PROVIDED RECORDS:

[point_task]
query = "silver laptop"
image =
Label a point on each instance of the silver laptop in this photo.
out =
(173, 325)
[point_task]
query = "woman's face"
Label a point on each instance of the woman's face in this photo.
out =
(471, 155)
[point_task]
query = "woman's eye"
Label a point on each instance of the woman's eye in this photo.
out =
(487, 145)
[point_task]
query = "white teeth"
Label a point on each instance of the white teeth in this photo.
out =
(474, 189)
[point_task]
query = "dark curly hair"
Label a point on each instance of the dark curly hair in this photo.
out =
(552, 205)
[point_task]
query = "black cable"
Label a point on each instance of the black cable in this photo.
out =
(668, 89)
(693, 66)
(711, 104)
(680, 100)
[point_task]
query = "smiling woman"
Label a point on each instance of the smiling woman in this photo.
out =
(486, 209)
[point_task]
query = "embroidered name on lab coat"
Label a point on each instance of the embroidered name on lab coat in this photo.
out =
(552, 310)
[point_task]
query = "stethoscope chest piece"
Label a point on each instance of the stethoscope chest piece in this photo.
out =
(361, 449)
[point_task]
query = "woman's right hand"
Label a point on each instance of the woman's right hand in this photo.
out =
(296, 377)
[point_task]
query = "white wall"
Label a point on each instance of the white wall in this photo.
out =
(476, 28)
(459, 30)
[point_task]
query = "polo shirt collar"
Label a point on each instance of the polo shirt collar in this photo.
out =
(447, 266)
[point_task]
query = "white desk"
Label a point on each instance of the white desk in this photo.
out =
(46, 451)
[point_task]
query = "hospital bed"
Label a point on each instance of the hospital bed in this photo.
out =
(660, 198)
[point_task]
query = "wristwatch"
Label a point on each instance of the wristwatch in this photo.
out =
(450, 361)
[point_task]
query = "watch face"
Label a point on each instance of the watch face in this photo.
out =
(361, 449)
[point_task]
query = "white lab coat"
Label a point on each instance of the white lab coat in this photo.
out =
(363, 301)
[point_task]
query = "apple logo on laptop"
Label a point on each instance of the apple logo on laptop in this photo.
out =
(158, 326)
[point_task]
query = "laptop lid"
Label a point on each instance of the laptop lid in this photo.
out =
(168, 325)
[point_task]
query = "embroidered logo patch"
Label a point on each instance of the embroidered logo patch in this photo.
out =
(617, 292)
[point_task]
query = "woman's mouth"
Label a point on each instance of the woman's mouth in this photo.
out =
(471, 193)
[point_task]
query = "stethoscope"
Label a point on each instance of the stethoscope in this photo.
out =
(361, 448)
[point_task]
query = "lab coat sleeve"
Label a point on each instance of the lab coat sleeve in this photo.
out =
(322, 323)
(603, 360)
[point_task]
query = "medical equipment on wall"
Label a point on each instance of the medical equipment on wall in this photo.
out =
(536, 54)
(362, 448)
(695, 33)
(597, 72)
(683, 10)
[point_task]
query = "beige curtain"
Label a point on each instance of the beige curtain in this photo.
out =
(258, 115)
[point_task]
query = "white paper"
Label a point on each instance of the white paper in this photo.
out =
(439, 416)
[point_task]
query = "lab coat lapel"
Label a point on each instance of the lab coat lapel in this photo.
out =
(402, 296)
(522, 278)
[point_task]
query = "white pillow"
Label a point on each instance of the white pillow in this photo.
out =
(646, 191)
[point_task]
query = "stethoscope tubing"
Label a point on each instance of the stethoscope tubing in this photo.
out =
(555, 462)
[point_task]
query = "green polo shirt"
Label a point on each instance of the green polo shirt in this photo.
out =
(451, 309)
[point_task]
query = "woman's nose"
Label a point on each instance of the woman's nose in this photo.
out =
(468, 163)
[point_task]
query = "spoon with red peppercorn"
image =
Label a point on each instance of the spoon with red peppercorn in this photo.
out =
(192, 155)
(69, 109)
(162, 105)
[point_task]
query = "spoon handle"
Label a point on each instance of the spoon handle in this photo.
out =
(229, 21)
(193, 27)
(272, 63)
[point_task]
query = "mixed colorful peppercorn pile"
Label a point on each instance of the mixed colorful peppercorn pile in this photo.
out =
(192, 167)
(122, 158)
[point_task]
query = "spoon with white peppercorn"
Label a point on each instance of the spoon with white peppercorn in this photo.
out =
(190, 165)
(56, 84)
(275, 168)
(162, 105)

SET EXERCISE:
Extract the data in full. Keep it word for word.

EXERCISE RESPONSE:
[point_task]
query = "silver laptop"
image =
Label a point on each instance of the silver laptop in this photo.
out =
(173, 325)
[point_task]
query = "woman's face"
Label a point on each instance of the woman's face in this photo.
out =
(471, 155)
[point_task]
query = "woman's eye"
Label a point on each instance of the woman's eye in this photo.
out =
(487, 145)
[point_task]
query = "white teeth"
Label a point on each instance of the white teeth in this photo.
out =
(474, 189)
[point_task]
query = "dark curly hair"
Label a point on each instance of the dark curly hair in this photo.
out =
(552, 205)
[point_task]
query = "black cable"
Label a point on each instance of the black cable in this photo.
out =
(668, 89)
(693, 66)
(711, 104)
(680, 100)
[point_task]
query = "smiling woman"
Label a point on each instance of the smiling woman in this photo.
out =
(486, 209)
[point_task]
query = "embroidered name on lab coat"
Label a point on each instance of the embroidered name on lab coat in this photo.
out =
(552, 310)
[point_task]
query = "stethoscope chest piece"
Label a point on each instance of the stethoscope chest piece in this photo.
out =
(361, 449)
[point_task]
query = "woman's right hand"
Label a point on each instance of the woman's right hand in this photo.
out =
(296, 377)
[point_task]
query = "white wall"
Label a point on each instance of the white wall in this photo.
out =
(476, 28)
(459, 30)
[point_task]
query = "polo shirt collar"
Label a point on each instance of the polo shirt collar in this photo.
out =
(447, 266)
[point_task]
query = "white desk"
Label a point on each instance of the white desk in this photo.
out =
(46, 451)
[point_task]
query = "hospital bed"
Label a point on each instance of the hospital bed in this photo.
out =
(660, 198)
[point_task]
query = "wristwatch"
Label a point on each instance of the wristwatch in this photo.
out =
(450, 361)
[point_task]
query = "watch face"
Label a point on each instance of the watch face in this photo.
out =
(361, 449)
[point_task]
query = "white lab coat"
Label a point on each instance of the white lab coat in this photo.
out =
(363, 301)
[point_task]
query = "apple logo on laptop"
Label a point on each instance of the apple logo on laptop in this photo.
out =
(158, 326)
[point_task]
query = "laptop lid"
Label a point on each instance of the laptop lid in this photo.
out =
(168, 325)
[point_task]
query = "embroidered logo patch"
Label a point on each instance of the embroidered logo patch in this photo.
out =
(617, 292)
[point_task]
query = "woman's mouth"
Label a point on each instance of the woman's mouth in this photo.
out =
(471, 193)
[point_task]
query = "stethoscope"
Label a point on each instance of the stethoscope in this photo.
out =
(361, 448)
[point_task]
query = "lab coat sleeve"
Label a point on each instance of the lab coat sleeve in this photo.
out =
(322, 323)
(603, 360)
[point_task]
query = "medical equipment on wall"
Label a point on each instance of the medical equipment on wall in this photo.
out =
(536, 54)
(362, 448)
(695, 33)
(597, 72)
(683, 10)
[point_task]
query = "beige curtain"
Label a point on each instance of the beige curtain in this photo.
out =
(258, 115)
[point_task]
query = "white paper"
Label a point on each instance of the white paper in this photo.
out =
(439, 416)
[point_task]
query = "lab coat lapel"
Label a point on each instance of the lab coat lapel in this photo.
out =
(402, 296)
(522, 278)
[point_task]
query = "white pillow"
Label a point on each instance of the white pillow in this photo.
out =
(646, 191)
[point_task]
query = "stethoscope tubing"
Label a point on each instance of the stethoscope tubing in this photo.
out =
(555, 462)
[point_task]
query = "green polo shirt"
Label a point on each instance of the green polo shirt in this photo.
out =
(451, 309)
[point_task]
query = "woman's nose"
Label a point on each instance of the woman's nose in this photo.
out =
(468, 163)
[point_task]
query = "spoon with red peppercorn"
image =
Label a point on each instance of the spoon with red peppercorn in this photo.
out =
(192, 155)
(69, 109)
(162, 105)
[point_task]
query = "spoon handle"
Label a point on each instance of the spoon handle in this photo.
out =
(229, 21)
(193, 27)
(272, 63)
[point_task]
query = "mixed colorful peppercorn pile"
Label a point on each instance of the mixed colorful peppercorn pile in this photo.
out =
(192, 167)
(122, 158)
[point_task]
query = "spoon with white peppercorn"
Label a point on each instance of the spoon with white peppercorn in this photo.
out =
(190, 165)
(56, 84)
(275, 168)
(162, 105)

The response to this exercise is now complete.